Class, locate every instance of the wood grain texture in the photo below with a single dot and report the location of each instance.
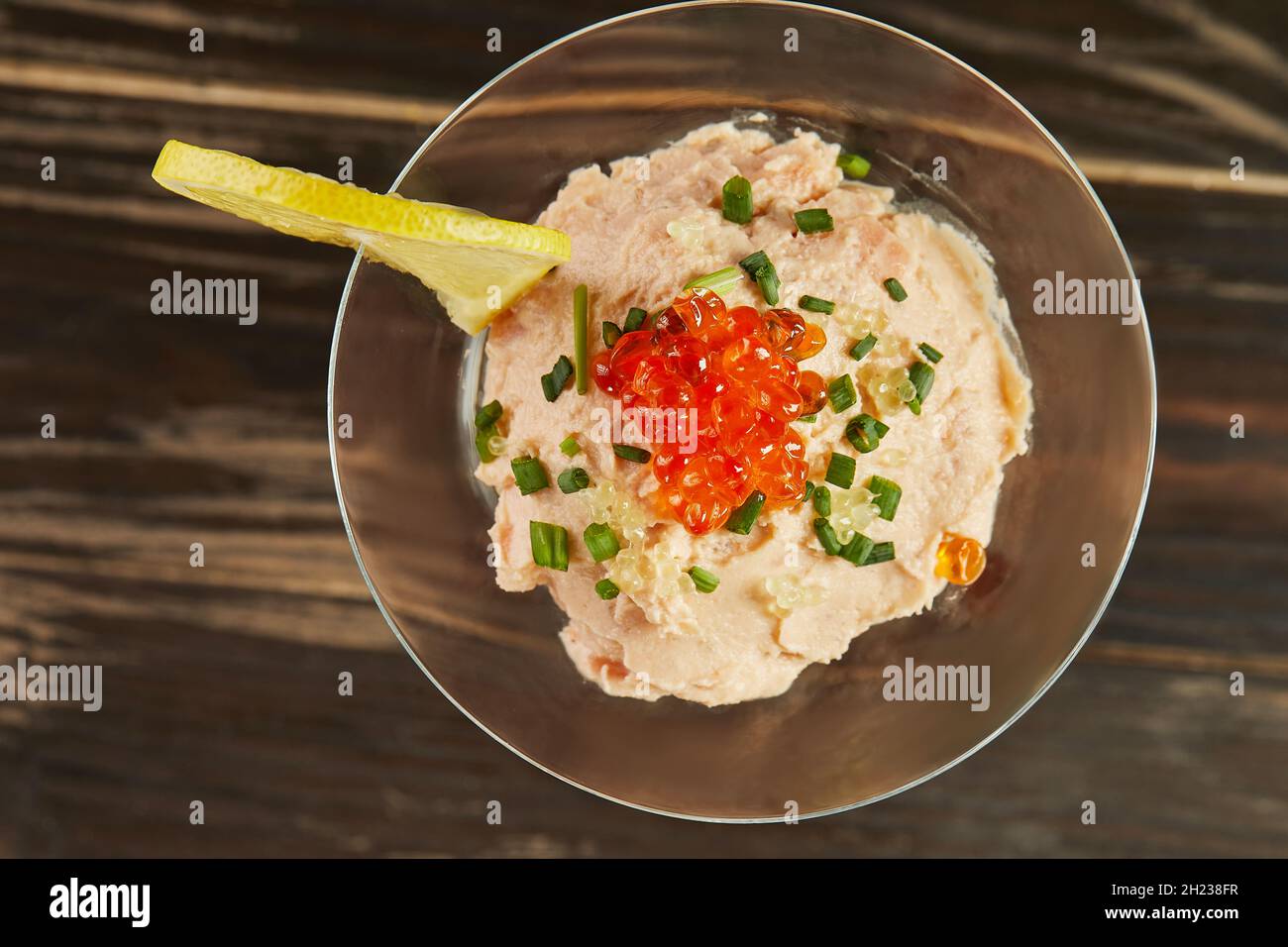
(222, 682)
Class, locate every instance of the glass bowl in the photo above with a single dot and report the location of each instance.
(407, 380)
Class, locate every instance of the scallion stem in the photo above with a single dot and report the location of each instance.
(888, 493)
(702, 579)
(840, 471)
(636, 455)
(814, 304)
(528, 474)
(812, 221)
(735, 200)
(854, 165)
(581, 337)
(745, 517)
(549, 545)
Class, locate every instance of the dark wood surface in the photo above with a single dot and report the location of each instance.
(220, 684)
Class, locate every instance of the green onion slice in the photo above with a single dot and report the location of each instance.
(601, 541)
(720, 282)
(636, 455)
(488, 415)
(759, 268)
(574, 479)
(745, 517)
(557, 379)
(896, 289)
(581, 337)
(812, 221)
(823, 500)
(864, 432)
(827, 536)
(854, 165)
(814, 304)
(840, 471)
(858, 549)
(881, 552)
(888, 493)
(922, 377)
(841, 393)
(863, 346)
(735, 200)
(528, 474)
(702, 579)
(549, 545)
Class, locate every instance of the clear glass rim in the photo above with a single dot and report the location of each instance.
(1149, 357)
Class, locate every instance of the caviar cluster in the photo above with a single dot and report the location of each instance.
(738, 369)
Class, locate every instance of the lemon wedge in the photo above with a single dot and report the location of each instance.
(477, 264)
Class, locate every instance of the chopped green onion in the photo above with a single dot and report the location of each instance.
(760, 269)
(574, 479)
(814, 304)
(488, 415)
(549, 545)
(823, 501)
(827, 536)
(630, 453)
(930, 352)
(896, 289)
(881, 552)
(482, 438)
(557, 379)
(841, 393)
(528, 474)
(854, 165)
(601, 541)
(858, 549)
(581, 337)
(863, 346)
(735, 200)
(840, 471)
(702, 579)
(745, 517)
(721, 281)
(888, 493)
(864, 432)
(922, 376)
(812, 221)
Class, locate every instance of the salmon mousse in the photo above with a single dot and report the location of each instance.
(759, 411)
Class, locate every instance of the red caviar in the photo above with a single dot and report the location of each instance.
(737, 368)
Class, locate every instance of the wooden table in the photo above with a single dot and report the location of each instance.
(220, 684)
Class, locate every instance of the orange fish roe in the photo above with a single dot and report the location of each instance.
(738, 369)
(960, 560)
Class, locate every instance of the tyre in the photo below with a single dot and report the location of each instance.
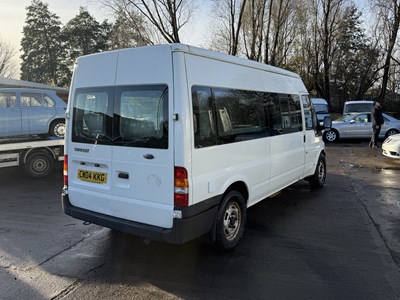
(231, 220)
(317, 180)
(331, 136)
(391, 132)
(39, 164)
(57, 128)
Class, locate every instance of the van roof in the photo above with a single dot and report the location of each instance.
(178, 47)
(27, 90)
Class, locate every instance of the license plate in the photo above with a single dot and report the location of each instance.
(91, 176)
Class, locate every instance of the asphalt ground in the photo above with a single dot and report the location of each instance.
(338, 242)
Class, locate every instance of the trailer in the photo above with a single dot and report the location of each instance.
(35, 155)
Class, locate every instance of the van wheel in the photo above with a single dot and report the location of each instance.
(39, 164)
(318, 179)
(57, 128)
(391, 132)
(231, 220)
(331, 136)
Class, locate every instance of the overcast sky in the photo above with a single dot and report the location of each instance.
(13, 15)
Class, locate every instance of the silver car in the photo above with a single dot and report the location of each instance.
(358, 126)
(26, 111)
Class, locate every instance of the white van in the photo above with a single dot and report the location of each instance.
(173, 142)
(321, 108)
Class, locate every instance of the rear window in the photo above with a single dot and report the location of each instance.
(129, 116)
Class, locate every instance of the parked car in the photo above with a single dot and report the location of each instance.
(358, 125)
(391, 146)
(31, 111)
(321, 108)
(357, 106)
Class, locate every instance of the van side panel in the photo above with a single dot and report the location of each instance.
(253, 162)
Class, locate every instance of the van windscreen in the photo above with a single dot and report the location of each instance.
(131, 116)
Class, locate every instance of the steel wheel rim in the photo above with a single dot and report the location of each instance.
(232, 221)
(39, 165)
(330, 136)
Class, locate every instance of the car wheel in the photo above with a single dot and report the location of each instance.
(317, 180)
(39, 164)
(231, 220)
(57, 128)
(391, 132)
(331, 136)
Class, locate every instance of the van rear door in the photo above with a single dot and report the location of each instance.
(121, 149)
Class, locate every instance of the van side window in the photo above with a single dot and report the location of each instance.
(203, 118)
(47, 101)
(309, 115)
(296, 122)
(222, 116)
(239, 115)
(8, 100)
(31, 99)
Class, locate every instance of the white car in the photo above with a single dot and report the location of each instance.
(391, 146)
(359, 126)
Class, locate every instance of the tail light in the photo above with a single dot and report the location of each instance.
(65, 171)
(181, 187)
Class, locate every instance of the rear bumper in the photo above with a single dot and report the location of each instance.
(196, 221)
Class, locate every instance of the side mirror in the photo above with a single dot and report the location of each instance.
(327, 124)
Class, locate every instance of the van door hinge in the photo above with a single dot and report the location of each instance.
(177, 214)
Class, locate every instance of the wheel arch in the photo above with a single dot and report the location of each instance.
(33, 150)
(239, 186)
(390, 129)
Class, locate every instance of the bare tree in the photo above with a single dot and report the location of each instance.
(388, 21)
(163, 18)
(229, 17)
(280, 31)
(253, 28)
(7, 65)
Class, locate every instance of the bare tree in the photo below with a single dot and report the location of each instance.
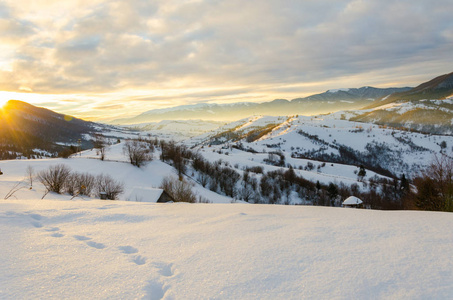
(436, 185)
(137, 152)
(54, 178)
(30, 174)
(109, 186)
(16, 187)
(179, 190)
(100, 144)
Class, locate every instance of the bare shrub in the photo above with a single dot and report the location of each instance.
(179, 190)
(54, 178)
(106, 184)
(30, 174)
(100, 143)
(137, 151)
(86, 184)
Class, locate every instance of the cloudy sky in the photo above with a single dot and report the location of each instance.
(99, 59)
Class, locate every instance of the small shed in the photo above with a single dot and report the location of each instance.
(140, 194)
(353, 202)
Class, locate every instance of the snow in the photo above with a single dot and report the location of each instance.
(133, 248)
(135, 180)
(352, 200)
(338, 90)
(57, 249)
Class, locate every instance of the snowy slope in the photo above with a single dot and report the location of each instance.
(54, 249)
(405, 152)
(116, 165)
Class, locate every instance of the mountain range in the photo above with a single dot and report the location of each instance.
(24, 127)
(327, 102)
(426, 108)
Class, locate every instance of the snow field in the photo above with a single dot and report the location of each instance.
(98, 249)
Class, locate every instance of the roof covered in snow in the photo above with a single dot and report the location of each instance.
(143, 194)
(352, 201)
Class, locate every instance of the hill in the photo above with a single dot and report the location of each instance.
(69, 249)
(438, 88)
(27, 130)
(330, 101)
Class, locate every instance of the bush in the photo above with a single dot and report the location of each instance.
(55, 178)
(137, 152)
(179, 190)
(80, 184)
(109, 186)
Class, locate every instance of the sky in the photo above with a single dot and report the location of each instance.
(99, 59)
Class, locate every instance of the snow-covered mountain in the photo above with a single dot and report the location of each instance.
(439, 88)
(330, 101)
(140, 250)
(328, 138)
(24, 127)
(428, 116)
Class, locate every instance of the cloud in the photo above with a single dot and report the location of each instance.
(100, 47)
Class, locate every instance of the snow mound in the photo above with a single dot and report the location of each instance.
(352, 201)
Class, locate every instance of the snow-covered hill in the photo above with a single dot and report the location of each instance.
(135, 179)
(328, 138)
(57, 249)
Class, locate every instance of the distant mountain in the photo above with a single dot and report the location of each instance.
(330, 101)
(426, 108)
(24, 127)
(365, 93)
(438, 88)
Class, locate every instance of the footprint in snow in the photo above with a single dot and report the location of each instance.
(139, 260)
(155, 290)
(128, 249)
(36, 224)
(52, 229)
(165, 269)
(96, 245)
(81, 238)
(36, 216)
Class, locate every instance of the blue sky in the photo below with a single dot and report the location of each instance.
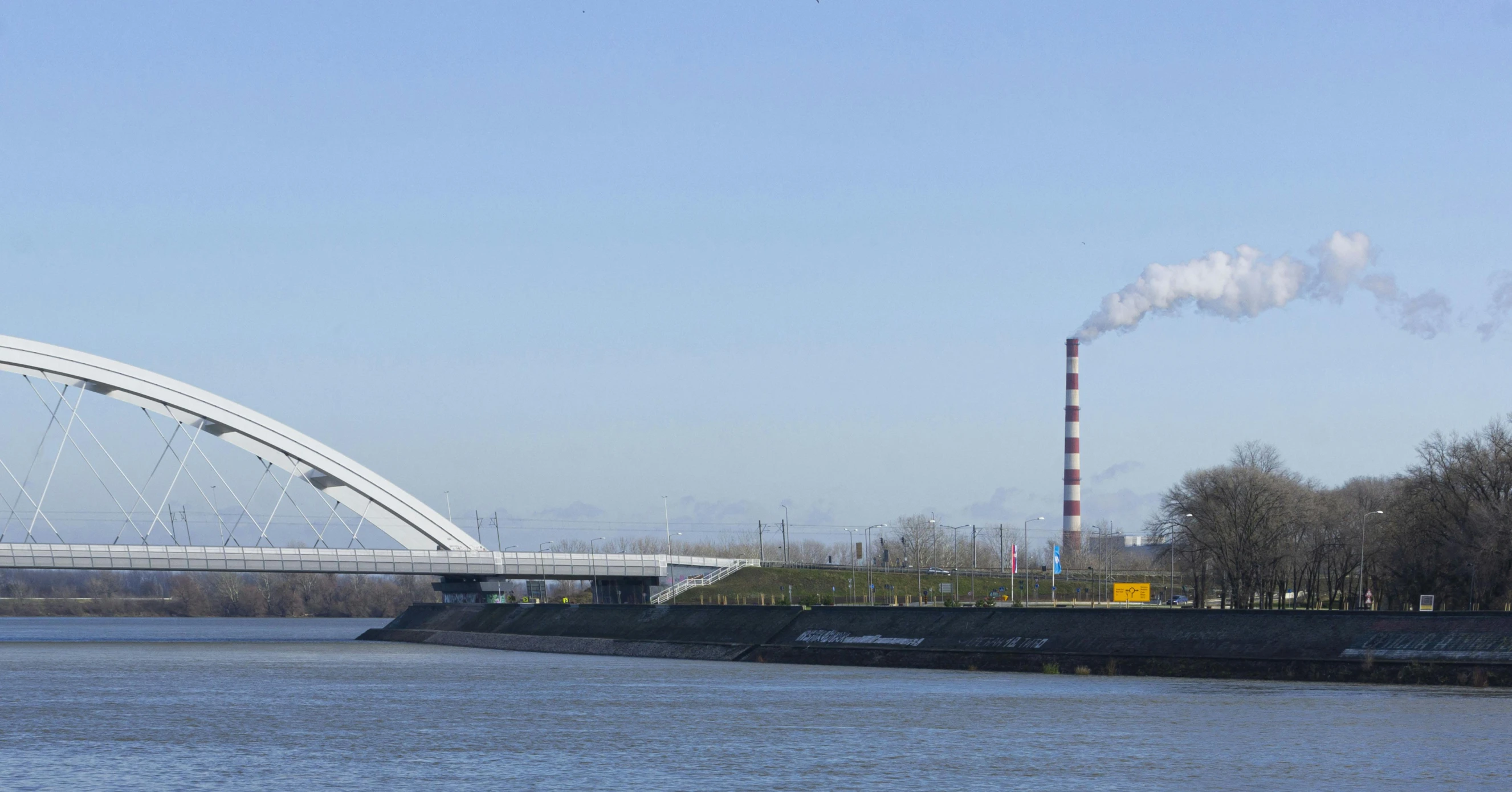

□ □ □

[Aim of the exercise]
Repeat the records above exactly, leaving out the pictures.

[Exercise result]
Class, locate every instance of the wood grain texture in the photo below with a single dot and report the location of each instance.
(222, 682)
Class, locate every instance of the glass bowl in the photo above with a single dot and report the location of each instance.
(407, 380)
Class, locate every instance of the scallion stem in the photo above with a single dot and report the location of each instance.
(888, 493)
(702, 579)
(840, 471)
(636, 455)
(814, 304)
(528, 474)
(812, 221)
(735, 200)
(854, 165)
(581, 337)
(745, 517)
(549, 545)
Class, locate every instance of the dark wood surface in the photo above with a single dot and report the location of each instance.
(220, 684)
Class, locate every instance of the green onion slice in the photo above with a single dot and report the location of each instance.
(601, 541)
(720, 282)
(636, 455)
(488, 415)
(759, 268)
(574, 479)
(745, 517)
(557, 379)
(896, 289)
(581, 337)
(812, 221)
(823, 500)
(864, 432)
(827, 536)
(854, 165)
(814, 304)
(840, 471)
(858, 549)
(881, 552)
(888, 493)
(922, 377)
(841, 393)
(863, 346)
(735, 200)
(528, 474)
(702, 579)
(549, 545)
Class, locate every instance of the clear glass rim in the photo above with a single dot and report the location of each instance.
(1149, 357)
Class, locate every instance of the caviar cluster in the photo above with a single dot and report the location of each instance.
(738, 369)
Class, locate every instance of the lemon wedge in the photo above with a single dot and report the location of each instance.
(477, 264)
Class, locate every instance of the chopped green onion in the photo above with a single dot and report the location of each instance.
(760, 269)
(574, 479)
(814, 304)
(488, 415)
(549, 545)
(823, 501)
(827, 536)
(630, 453)
(930, 352)
(896, 289)
(881, 552)
(482, 438)
(557, 379)
(841, 393)
(528, 474)
(854, 165)
(601, 541)
(858, 549)
(581, 337)
(863, 346)
(735, 200)
(840, 471)
(702, 579)
(745, 517)
(721, 281)
(888, 493)
(864, 432)
(922, 376)
(812, 221)
Class, locate every instance of the salmon mousse in the photo above with a single dot and report the location of each instance.
(759, 411)
Class, locate every instance of the red caviar in the photo above with a single dot and report the location of each instance.
(737, 368)
Class, locate every instance of the wooden table in the photo above with a single dot and report the location of each instance.
(220, 684)
Class, locate every instance of the orange fish roe in the photo above with a single dot and report the location of each instance.
(738, 369)
(960, 560)
Class, locate every instance of the tyre in the photo below with a single dot and report the location of each instance.
(231, 220)
(317, 180)
(331, 136)
(391, 132)
(39, 164)
(57, 128)
Class, locate every instance of the van roof in the photo above with a single dot and report the location of each instance.
(178, 47)
(27, 90)
Class, locate every instance of the license plate in the photo above with a single dot and report the location of each instance.
(91, 176)
Class, locate every instance of the asphalt ground in the photo above with a single dot and report the location of each instance.
(338, 242)
Class, locate every instance of the trailer in the photo above with a single dot and report the location of each instance.
(35, 155)
Class, locate every instance of the van wheel in the photo above with a single dot and report the location of each instance.
(39, 164)
(318, 179)
(57, 128)
(391, 132)
(231, 220)
(331, 136)
Class, locate every instance of the overcast sky in the photo above with a single dot and report the location of each instance.
(13, 15)
Class, locate every instance of the silver car in the photo above with a single dot and report the location of each instance.
(358, 126)
(26, 111)
Class, locate every instance of the white van in the photo above with a single dot and report the location of each instance.
(173, 142)
(321, 108)
Class, locate every instance of the rear window in the photo above with a single dot and report the location of each instance.
(129, 116)
Class, locate every instance of the parked car in the photo above with a single dot and report the location of each instance.
(358, 125)
(391, 146)
(31, 111)
(321, 108)
(357, 106)
Class, locate every instance of the van side panel in the photo above with a single dot and report the location of each instance.
(253, 162)
Class, locate every instance of the van windscreen in the photo above with a single dot and report the location of each instance.
(131, 116)
Class, locate every instance of the steel wheel rim in the photo above with a single dot and report the location of each instance.
(232, 221)
(39, 165)
(330, 136)
Class, locate every instance of the car wheel in the photo above with a single dot and report the location of each instance.
(317, 180)
(39, 164)
(231, 220)
(57, 128)
(391, 132)
(331, 136)
Class, locate every instance of the van rear door in the photo above with a single dot and report the location of each instance.
(121, 149)
Class, locate every instance of the van side window in the photo above with a single dot and report the location of each instance.
(203, 118)
(47, 101)
(309, 115)
(296, 122)
(222, 116)
(239, 115)
(8, 100)
(31, 99)
Class, locate every instance of the white car in the photo above with a single dot and report the location of each instance.
(391, 146)
(359, 126)
Class, locate every instance of the tail light in the photo above with a single dot and report the location of each instance.
(65, 171)
(181, 187)
Class, locate every instance of the rear bumper in the photo above with a single dot and report the location of each instance.
(196, 221)
Class, locate every instance of the side mirror in the photo above with a single dot and report the location of each instance.
(327, 124)
Class, locate every instance of the van door hinge in the photo above with a single dot and report the location of each instance.
(177, 214)
Class, locate every instance of the wheel arch in the photo above with a single dot and report the location of each instance.
(33, 150)
(239, 186)
(390, 129)
Class, locate every instance of the bare tree in the photo above with a single dot and report the location of each instance.
(388, 21)
(163, 18)
(229, 17)
(280, 31)
(253, 28)
(7, 65)
Class, locate every instance of the bare tree in the photo below with a single dot and report the location of each instance.
(436, 185)
(137, 152)
(54, 178)
(30, 174)
(109, 186)
(16, 187)
(179, 190)
(100, 144)
Class, locate every instance of the bare shrub in the photo above with a single dot and report the location of each instance.
(179, 190)
(54, 178)
(106, 184)
(30, 174)
(100, 143)
(137, 151)
(86, 184)
Class, locate every instance of the cloudy sky in the photo above with a single dot and report the location of each instance.
(99, 59)
Class, locate every instance of the small shed in the photo above with a single dot and report the location of each instance.
(140, 194)
(353, 202)
Class, locate every instance of the snow in the photo above with a single dot and report the location of each instance.
(133, 248)
(135, 180)
(352, 200)
(338, 90)
(57, 249)
Class, locate every instance of the snowy slope in the photo above with a single dot and report the location of each instance.
(54, 249)
(405, 152)
(116, 165)
Class, locate every instance of the mountain range in the photo above with a single dot and report the location of each instance.
(24, 127)
(327, 102)
(426, 108)
Class, locate every instance of the snow field in the photo above with a single dot and report the location of each instance.
(98, 249)
Class, locate every instance of the roof covered in snow in the photo above with a single dot and report the location of each instance.
(143, 194)
(352, 201)
Class, locate every instance of the hill in the photo above with a single dot and report the location of each instance.
(69, 249)
(438, 88)
(27, 130)
(330, 101)
Class, locate every instance of the bush in the photo above with a single dot and report the location of each instance.
(55, 178)
(137, 152)
(179, 190)
(80, 184)
(109, 186)
Class, locate every instance of the sky in the photo above with a single dot and report the location of each instance.
(99, 59)
Class, locate every instance of the snow-covered mountain in the photo above with a single dot and report the location of each instance.
(439, 88)
(330, 101)
(140, 250)
(328, 138)
(24, 127)
(428, 116)
Class, locate every instance of the cloud in the photo above with a single dot and report the location of each instance.
(100, 47)
Class, locate every instance of the snow mound in the photo above with a single dot and report the location of each instance.
(352, 201)
Class, locate every instance of the snow-covered hill in the photo above with a single dot and report the location of each instance.
(135, 179)
(328, 138)
(57, 249)
Class, locate every instance of the distant mountain in the photo above with a single dot and report the location of each instance.
(330, 101)
(426, 108)
(24, 127)
(365, 93)
(438, 88)
Class, locate every instance of the footprint in snow in the photo above with a single dot and report the location of each instance.
(139, 260)
(155, 290)
(128, 249)
(36, 224)
(52, 229)
(165, 269)
(96, 245)
(81, 238)
(36, 216)
Class, locate every instance of the blue sky in the photo below with a single dot and report the location of each instance.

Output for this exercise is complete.